_Problem requirements_
Return every line of the records below verbatim, with no pictures in the copy.
-- start of Information shown --
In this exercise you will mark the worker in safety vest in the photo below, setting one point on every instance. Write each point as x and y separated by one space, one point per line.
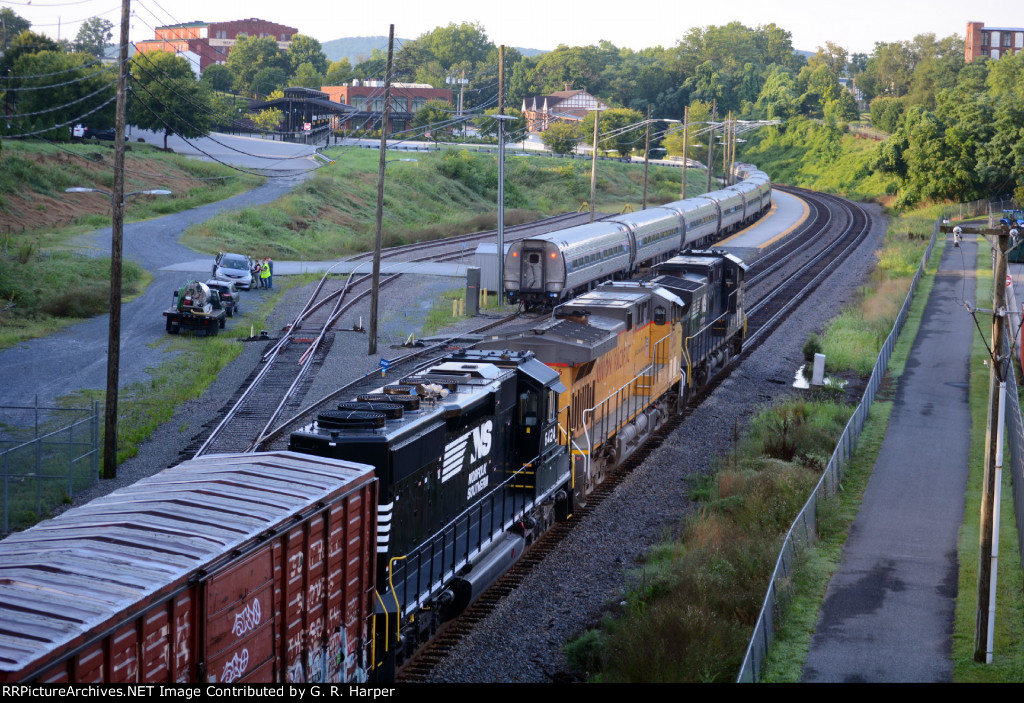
264 276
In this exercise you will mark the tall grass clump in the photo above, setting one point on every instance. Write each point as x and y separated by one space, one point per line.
698 597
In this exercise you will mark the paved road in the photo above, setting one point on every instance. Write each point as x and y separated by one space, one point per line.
76 358
263 156
888 613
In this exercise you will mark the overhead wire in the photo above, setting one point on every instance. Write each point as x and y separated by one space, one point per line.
54 85
205 152
66 104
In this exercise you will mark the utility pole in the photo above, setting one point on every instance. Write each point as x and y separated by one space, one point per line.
501 175
646 158
378 236
117 244
593 167
686 140
727 135
711 144
988 542
988 538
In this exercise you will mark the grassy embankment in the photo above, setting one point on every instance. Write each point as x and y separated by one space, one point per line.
698 595
45 282
433 201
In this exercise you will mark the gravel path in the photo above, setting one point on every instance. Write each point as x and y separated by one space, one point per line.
75 358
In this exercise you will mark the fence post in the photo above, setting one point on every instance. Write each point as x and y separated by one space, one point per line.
6 491
39 464
71 459
95 440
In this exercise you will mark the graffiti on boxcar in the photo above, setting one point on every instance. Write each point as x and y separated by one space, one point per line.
295 565
235 667
182 656
315 591
248 618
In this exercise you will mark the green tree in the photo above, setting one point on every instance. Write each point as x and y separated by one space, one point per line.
832 55
11 25
305 49
819 86
65 91
217 77
267 120
614 133
779 98
561 137
27 42
886 113
463 43
166 96
250 55
707 85
699 116
266 81
225 110
93 36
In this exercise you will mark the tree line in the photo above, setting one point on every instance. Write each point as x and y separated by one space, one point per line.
954 128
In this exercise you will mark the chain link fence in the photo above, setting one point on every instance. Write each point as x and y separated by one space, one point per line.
804 528
47 454
992 209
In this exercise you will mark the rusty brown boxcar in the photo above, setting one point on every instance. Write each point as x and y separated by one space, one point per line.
228 568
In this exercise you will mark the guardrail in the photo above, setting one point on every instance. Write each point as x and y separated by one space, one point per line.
46 460
804 528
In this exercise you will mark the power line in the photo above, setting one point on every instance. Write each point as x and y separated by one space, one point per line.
67 104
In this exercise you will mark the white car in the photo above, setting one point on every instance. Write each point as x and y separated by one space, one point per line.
235 267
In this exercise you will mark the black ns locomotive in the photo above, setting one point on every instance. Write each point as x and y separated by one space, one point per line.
471 468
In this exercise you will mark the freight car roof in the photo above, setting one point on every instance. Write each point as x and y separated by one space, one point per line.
66 576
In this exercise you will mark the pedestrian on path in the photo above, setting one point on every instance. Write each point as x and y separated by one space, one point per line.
264 275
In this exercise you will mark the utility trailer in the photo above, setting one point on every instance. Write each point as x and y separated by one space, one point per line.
198 308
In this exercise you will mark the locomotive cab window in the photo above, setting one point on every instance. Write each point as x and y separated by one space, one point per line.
659 315
527 408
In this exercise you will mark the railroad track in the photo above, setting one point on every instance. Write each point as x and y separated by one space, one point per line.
772 309
273 390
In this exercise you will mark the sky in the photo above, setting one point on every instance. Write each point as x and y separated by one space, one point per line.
854 27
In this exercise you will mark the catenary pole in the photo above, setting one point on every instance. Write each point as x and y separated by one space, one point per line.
117 244
375 293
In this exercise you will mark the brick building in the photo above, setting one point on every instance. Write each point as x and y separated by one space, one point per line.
367 99
991 41
563 105
206 43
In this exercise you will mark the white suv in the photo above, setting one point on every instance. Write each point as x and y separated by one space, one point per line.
235 267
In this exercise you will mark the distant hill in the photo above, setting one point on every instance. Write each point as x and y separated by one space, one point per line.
358 48
355 48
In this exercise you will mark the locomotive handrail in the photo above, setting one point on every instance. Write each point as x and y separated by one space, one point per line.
425 555
700 334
-- end of Information shown --
_Result for this task_
In this exercise you will mark the worker in safety vest in the photo below, setting one point on every instance. Write each point as x and y separated by one space, one point per line.
264 276
In this exercise you will mark the tall grass clump in the photo above, setting one point on every instance. Write each point as x and y separated by one space, one point per line.
698 597
In this exercise you will mark the paved road in the photo above, setting one point on every instance. Write each point as x and y separated by one space, one point per line.
76 358
263 156
888 613
In this exercise you will mark the overhead wire in the photo above, setting one point on every instance. Write each point as x and y separated by one space, one point per line.
54 85
205 152
66 104
In this exercise you will mark the utility pole in the photo above, setting one point on every instance. Write each point as x and y separated by one space, one point per line.
501 175
646 158
378 236
117 244
593 167
686 140
727 135
711 144
988 542
988 538
In this exercise you will mark the grassy embankment in the photo above, setting one point on every instance. Write each point as x and y separated by one space, one point per line.
698 595
45 282
433 201
In this exercise you will mark the gravel path in the photo above, setting one point on every instance. Write each point as x and y separated by one space, one point per line.
75 358
In this exercise you will mark the fence post in the photo above, setting one point on every instance. Write each point as x and y separated by one space, one point per line.
6 491
39 464
71 459
95 440
In this exercise you will mark the graffiti on boxcar in the photo above, setting one point on every instance. Write each point as x and y separated by one space, one point per line.
295 565
235 667
182 656
315 591
248 618
In this exercise you will mark the green tree in the photo above, setting one point on every instance. Write each point as x and y separated by one space, one point per line.
832 55
11 25
305 49
819 86
65 91
217 77
267 120
614 133
779 98
561 137
27 42
886 113
463 43
166 96
250 55
707 85
699 116
266 81
225 110
93 36
In this exercise you will mark the tree line in the photo above, setting one point on every instance. Write each point as x and y separated by one space, one point per line.
954 128
In this exercise you will mark the chain link fence in the photo above, setting one point on every instance. Write each point as x and y separated by one space, one point per line.
804 528
47 454
992 209
In this exercise you will mark the rusty brown boxcar in the photo above, setting one point on every instance. Write each point as x and y separated by one space, one point per line.
228 568
In this exercise you will mark the guardrail in the photo above, setting one point on every instance. Write each point as x and y separated by one space, one point per line.
46 460
804 528
In this exercise you will mark the power line in the photo above, setting one point on every instance. Write each point as x and y separated by one space, one point per line.
67 104
In this exercise you will mark the white car in the photo above, setting one point on every instance. Write each point as x and y separated by one space, one point per line.
235 267
In this exercise you will mark the black ns locomotive in the photo above, setting one point on every instance. Write each point as x and y separated by one space, one point per line.
471 468
In this exercise you will mark the freight car roof in the photo above, setting one point on every instance. Write each point as x and y separated by one space, one point per line.
66 576
In this exercise you will mark the pedestrian on path in the photo above, setting one point on every instance. Write each point as x and y separated by one space, one point per line.
264 275
In this exercise you will mark the utility trailer in the photo above, setting one point on every instance. Write each point as x and y separated by one space, one point per line.
198 308
In this exercise you will mark the locomotive cab window in the photo above, setting one point on every instance. Write each point as x and y separated by one space, one point per line.
659 315
527 408
In this exercise you will mark the railroad track in the photo above, setting one point on every instance. Write each point as x and y separated by one space, one point per line.
772 309
273 390
In this exercise you will mark the sky in the photo above, setting one point on every instance. Write each point as x and y separated by one space, one point per line.
854 27
In this exercise you will mark the catenary pole in the photo above, setting one point on every instance. Write each point as x and y separated by one space, one point per line.
117 244
375 293
In this exercise you will mark the brick building in the photo above, setting one point on every instance. Write each point as x and y separated by one space, one point per line.
367 99
991 41
563 105
206 43
In this exercise you will mark the white suv in the photo above, setting one point on every instance. Write each point as x and y separated by one space, one point per line.
235 267
In this exercise you will mark the distant hill in the photo above, setting one point on every instance. Write each point as x and y separated by one space, one point per line.
358 48
355 48
In this exercise you will mark the locomotive handrail in the photo above, setting one point on every instance. Write each point as x and y separated by one space, one point per line.
425 555
700 334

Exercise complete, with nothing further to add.